> Tâche A
Selon l'entretien sur le roman, quel jour les ouragans Katrina et Betsy ont-ils tous deux frappé ?
> Tâche B
Recopiez, s'il vous plaît, tout le passage de l'entretien sur le roman, depuis « Le personnage de » jusqu'à « en séquences quotidiennes. ».

> Texte fourni
___
A deux heures du matin, l'ouragan se déchaine ; les digues cèdent  et les rues deviennent torrents qui emportent tout sur leurs passages. Les hélicoptères vrombissent dans le ciel, mais ils volent vers le centre-ville, là où sont les beaux quartiers ... Confinée dans sa chambre, Zola se laisse envahir par ses souvenirs et se rappelle ceux qu'elle a aimés, aujourd'hui disparus : Flash back vers le passé pour évoquer son mari Aaron et surtout son fils Caryl, cet enfant métis que ses camarades insultaient parce qu'il avait les yeux verts, un enfant très doué qui avait réussi ses études, dont elle était si fière mais elle refusait d’ accepter son homosexualité, elle appelait son ami Machinchose, ce qui créait  disputes et conflits entre eux.  Ce fils est mort.

Le personnage de Zola est-il un personnage imaginaire ? Comment est-il arrivé sous votre plume ?

Gilles Leroy :
Oui, c'est un personnage imaginaire dans la mesure où je l'ai entièrement inventé, créé. Je voudrais juste dire à propos du temps du livre, il y a en fait 2 temps dans ce roman :
La chronologie, on suit pendant 6 jours les événements. C'est découpé jour par jour, à chaque chapitre correspond une journée. On suit la progression ou plutôt la dégradation de ce qui se passe à la Nouvelle Orléans : il y a d'abord le vent, puis les digues qui cèdent, puis l'inondation, puis la canicule. La chronologie est découpée comme ça en séquences quotidiennes.
Mais il y a un autre temps que l'on découvre, c'est que cet ouragan Katrina en août 2005 rappelle à Zola – les souvenirs lui reviennent- l'ouragan de 1965 appelé Betsy au moment où elle venait d'accoucher de son enfant. A quarante ans d'écart, le même jour – les 2 ouragans ont frappé le 28 août - il y a pour elle une sorte de déclencheur de mémoire et pendant que sa maison croule sous l'eau, instinctivement, toute sa vie et la vie avec son fils ont resurgi.
En fait, Zola Jakson est arrivée d'une façon assez étrange. Je ne sais pas s'il m'était déjà arrivé quelque chose d'aussi étrange avec un personnage de roman. C'est que, depuis une trentaine d'années peut-être, j'avais envie d'écrire sur quelque chose de très particulier qui est la perte d'un enfant. Je voulais un jour affronter cette chose, cette douleur impensable. C'est parce que lorsque j'étais très jeune - j'avais une vingtaine d'années - j'ai perdu coup sur coup dans une sorte de série noire incroyable, trois amis, deux de mort violente et une dans un accident de voiture, très bêtement.
___
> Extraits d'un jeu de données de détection
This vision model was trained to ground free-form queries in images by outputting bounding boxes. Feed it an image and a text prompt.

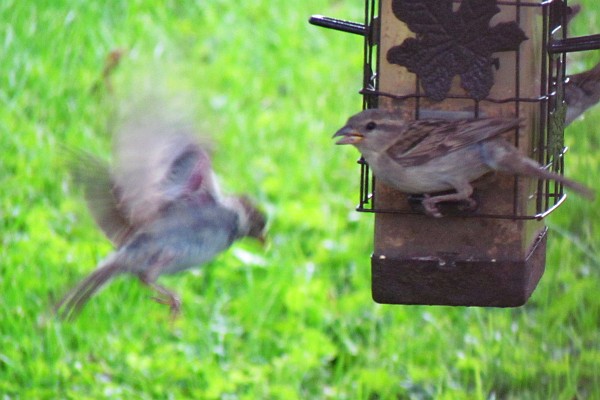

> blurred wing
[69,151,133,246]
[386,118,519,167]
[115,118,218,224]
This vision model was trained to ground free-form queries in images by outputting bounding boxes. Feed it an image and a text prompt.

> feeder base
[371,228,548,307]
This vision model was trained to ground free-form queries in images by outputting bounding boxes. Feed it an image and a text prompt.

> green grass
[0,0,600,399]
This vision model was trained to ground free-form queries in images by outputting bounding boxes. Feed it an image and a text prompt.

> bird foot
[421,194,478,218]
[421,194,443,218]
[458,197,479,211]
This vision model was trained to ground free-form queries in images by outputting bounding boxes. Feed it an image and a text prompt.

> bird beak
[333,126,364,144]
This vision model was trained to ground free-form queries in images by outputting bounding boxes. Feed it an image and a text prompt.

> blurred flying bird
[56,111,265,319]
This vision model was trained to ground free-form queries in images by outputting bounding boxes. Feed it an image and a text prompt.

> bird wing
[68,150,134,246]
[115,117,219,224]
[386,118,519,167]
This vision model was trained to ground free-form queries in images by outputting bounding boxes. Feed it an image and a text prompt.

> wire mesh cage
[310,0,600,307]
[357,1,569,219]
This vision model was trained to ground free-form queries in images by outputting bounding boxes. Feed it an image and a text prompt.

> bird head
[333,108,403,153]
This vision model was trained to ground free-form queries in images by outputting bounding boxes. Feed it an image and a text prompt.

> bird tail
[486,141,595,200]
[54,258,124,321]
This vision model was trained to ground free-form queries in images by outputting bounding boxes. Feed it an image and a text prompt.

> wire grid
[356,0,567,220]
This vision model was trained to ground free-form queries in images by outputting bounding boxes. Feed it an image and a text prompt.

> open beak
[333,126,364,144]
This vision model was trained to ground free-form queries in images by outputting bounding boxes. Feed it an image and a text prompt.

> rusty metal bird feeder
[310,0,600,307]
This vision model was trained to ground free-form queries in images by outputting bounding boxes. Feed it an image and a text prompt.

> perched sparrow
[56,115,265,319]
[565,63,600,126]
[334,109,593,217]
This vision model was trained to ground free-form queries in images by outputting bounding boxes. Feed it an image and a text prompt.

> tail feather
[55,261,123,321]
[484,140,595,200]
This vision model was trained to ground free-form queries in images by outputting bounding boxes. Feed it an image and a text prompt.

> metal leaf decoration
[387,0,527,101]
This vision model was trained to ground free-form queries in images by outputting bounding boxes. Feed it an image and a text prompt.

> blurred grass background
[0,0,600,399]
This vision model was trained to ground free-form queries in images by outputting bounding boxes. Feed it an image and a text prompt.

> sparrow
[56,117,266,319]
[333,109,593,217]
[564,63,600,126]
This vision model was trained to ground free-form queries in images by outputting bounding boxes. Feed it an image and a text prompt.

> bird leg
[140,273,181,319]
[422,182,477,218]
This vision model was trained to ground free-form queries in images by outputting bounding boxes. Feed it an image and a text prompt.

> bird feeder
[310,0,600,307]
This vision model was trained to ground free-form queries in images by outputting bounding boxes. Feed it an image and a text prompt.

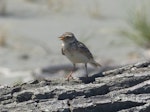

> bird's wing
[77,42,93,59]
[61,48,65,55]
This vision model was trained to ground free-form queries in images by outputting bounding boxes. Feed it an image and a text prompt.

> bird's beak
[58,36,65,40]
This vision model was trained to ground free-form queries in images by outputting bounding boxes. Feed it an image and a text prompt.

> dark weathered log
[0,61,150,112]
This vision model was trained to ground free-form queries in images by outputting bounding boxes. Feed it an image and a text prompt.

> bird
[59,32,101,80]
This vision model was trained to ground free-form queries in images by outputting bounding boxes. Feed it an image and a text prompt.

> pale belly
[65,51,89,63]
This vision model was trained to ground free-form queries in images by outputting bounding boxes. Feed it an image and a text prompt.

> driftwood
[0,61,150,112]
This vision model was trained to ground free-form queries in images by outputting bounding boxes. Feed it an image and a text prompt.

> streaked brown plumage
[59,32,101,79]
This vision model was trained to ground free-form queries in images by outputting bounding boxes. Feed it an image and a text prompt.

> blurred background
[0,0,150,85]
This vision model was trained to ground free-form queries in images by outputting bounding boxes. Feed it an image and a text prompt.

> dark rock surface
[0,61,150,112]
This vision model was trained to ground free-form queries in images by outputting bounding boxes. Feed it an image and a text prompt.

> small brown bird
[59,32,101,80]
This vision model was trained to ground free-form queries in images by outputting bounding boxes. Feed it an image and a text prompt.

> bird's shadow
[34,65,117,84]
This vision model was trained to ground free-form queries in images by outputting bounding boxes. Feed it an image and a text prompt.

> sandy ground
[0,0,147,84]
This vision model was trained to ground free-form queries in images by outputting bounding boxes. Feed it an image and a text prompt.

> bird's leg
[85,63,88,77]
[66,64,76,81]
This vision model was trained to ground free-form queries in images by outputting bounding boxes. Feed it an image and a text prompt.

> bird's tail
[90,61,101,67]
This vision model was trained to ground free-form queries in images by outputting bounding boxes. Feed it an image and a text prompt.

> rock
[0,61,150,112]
___
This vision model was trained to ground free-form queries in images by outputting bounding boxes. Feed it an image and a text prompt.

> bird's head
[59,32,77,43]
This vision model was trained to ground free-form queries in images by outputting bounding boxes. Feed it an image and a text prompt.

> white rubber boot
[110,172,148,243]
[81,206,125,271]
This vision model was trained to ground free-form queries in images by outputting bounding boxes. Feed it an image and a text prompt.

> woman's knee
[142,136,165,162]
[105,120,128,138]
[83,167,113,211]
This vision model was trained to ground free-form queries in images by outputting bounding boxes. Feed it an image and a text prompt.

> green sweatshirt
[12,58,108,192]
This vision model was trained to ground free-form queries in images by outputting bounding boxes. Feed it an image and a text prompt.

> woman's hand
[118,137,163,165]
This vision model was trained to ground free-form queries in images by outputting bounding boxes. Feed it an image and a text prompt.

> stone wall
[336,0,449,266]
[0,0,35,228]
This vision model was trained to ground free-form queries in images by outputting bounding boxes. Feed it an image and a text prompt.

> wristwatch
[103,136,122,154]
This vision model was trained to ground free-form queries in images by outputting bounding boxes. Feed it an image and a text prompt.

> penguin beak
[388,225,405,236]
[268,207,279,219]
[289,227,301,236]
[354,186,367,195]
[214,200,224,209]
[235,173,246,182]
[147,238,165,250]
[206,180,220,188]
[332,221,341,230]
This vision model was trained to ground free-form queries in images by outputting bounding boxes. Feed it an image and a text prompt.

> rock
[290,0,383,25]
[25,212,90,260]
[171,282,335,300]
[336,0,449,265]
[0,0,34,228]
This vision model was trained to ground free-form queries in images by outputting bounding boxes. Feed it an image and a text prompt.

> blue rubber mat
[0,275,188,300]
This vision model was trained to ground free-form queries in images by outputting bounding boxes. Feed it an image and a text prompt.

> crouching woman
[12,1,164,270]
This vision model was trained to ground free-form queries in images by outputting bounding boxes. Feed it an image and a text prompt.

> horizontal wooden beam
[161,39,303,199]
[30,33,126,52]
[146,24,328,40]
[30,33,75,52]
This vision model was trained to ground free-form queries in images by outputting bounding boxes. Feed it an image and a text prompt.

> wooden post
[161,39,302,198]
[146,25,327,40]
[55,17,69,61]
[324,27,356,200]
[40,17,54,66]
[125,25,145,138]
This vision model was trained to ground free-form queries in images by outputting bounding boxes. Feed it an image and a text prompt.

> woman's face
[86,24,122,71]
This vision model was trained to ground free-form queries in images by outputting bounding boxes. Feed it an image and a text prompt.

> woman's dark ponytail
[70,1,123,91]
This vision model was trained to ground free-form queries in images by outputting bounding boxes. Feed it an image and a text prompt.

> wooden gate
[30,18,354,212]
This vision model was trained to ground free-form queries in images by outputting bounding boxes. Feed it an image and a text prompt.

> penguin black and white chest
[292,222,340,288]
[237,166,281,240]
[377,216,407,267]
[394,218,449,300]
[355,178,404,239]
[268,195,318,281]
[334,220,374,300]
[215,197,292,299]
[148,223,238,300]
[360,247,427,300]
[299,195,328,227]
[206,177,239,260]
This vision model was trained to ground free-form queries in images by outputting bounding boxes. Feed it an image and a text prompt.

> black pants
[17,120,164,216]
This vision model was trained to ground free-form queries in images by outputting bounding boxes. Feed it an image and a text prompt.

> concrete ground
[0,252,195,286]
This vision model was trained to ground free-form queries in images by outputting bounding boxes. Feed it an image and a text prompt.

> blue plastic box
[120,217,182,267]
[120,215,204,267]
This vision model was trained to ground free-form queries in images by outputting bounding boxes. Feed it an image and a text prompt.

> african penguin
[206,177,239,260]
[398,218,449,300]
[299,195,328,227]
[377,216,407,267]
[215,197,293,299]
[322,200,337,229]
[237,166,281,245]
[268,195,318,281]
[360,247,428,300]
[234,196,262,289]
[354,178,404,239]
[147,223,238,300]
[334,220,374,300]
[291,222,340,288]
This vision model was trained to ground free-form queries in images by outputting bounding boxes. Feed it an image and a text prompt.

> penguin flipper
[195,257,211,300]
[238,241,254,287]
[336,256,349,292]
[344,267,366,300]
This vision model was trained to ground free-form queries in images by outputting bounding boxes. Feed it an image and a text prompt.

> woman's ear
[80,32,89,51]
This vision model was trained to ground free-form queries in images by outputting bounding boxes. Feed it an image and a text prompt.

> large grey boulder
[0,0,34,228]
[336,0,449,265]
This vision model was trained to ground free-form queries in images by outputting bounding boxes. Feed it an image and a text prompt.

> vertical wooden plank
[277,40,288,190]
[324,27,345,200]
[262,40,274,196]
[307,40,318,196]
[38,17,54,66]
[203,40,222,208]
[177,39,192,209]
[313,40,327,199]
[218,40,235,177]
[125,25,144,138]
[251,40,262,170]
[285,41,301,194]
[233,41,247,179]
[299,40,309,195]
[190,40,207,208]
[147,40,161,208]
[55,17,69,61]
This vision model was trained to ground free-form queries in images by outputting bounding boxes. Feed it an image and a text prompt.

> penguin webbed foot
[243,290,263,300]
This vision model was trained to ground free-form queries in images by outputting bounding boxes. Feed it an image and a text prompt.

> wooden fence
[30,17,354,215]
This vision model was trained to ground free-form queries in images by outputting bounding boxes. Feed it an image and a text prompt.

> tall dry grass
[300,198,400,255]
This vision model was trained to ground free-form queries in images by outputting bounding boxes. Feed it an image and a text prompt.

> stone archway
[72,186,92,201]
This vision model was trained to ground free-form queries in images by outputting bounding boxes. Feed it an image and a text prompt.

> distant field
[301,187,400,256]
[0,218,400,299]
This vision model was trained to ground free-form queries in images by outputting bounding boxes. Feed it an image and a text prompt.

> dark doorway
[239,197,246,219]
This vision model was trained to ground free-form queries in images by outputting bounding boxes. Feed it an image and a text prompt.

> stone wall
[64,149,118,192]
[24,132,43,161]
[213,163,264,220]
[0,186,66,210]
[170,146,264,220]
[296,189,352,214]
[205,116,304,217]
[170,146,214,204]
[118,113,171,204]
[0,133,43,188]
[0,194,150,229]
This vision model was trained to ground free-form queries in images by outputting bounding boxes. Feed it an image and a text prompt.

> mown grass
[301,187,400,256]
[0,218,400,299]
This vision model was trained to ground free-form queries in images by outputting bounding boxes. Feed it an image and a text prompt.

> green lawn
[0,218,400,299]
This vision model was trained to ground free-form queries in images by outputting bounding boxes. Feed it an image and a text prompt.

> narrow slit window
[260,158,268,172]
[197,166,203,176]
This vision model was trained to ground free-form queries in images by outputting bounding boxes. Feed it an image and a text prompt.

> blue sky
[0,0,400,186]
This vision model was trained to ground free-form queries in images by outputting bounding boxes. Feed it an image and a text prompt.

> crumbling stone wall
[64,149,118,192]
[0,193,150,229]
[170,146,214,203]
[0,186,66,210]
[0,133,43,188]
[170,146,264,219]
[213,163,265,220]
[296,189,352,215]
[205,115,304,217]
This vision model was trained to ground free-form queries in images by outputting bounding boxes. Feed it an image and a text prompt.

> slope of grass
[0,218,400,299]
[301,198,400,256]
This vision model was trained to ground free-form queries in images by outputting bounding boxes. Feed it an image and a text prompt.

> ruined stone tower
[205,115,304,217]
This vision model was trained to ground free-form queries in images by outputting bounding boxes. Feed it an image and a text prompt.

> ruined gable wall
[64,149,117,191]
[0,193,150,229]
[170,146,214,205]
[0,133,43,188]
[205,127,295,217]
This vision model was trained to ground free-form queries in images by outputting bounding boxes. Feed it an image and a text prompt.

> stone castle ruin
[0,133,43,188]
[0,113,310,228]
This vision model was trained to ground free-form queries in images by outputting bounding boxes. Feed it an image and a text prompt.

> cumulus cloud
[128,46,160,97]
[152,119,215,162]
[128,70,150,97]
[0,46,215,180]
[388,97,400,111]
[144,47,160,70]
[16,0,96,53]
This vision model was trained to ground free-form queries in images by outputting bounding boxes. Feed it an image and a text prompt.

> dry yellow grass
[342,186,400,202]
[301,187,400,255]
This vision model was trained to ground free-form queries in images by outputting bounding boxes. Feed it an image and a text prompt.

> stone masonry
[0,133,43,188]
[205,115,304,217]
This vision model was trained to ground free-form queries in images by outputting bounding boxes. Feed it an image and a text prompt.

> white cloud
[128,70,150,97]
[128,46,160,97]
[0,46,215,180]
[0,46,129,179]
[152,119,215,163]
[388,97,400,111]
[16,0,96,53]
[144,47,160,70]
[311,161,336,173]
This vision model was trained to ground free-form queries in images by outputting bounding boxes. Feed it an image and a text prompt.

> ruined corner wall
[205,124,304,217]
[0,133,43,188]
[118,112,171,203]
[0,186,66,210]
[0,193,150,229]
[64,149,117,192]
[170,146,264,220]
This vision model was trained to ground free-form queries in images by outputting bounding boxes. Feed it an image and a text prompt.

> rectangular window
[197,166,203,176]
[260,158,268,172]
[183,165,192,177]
___
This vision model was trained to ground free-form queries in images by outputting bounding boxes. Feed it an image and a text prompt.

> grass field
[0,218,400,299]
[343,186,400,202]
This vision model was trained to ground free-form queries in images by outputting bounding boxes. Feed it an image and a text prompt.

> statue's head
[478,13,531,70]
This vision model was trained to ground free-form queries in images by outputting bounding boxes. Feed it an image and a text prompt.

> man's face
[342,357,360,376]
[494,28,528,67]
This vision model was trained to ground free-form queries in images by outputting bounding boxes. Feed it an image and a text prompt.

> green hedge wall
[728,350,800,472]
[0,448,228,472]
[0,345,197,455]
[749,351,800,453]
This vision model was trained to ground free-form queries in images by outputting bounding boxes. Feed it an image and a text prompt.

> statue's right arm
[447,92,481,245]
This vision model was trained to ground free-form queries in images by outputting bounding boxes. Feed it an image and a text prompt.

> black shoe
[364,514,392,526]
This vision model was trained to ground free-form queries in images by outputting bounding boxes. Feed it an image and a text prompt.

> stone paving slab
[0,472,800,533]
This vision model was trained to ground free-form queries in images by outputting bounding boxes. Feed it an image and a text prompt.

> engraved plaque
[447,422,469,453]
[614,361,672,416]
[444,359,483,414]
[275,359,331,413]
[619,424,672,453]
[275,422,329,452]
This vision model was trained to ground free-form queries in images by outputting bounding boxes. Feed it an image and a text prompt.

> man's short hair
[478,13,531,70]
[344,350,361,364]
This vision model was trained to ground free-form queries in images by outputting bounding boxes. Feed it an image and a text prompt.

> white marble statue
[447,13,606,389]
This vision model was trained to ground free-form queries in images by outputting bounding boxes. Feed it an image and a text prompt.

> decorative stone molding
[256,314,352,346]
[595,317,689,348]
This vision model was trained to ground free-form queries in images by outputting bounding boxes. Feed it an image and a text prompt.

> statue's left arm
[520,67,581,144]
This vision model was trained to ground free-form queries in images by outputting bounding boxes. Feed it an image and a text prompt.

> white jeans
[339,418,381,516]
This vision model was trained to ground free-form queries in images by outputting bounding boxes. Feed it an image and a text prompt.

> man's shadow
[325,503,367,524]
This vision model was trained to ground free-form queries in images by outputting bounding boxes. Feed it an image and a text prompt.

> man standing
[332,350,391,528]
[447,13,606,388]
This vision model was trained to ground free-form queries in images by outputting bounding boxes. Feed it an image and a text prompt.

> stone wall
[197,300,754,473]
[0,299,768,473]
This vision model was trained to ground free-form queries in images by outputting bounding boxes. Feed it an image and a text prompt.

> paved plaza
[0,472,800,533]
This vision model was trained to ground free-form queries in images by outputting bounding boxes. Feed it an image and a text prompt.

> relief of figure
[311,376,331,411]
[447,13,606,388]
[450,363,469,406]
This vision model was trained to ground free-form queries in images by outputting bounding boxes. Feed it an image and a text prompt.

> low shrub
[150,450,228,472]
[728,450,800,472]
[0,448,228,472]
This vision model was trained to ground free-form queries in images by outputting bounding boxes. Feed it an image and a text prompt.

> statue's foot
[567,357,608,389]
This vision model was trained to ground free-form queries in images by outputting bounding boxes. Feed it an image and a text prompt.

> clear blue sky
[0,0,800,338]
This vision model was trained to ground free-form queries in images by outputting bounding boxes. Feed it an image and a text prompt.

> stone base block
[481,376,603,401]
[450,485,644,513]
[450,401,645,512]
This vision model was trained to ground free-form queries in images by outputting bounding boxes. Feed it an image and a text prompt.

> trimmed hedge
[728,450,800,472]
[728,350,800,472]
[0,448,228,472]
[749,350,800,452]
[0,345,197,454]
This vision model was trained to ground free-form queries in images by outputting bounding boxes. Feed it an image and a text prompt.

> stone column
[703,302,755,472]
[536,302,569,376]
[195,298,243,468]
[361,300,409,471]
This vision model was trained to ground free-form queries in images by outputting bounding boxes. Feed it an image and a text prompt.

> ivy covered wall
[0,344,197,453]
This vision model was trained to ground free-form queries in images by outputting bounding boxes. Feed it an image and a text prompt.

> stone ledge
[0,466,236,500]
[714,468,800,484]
___
> Réponse écrite A
Le 28 août.

> Réponse écrite B
Le personnage de Zola est-il un personnage imaginaire ? Comment est-il arrivé sous votre plume ?

Gilles Leroy :
Oui, c'est un personnage imaginaire dans la mesure où je l'ai entièrement inventé, créé. Je voudrais juste dire à propos du temps du livre, il y a en fait 2 temps dans ce roman :
La chronologie, on suit pendant 6 jours les événements. C'est découpé jour par jour, à chaque chapitre correspond une journée. On suit la progression ou plutôt la dégradation de ce qui se passe à la Nouvelle Orléans : il y a d'abord le vent, puis les digues qui cèdent, puis l'inondation, puis la canicule. La chronologie est découpée comme ça en séquences quotidiennes.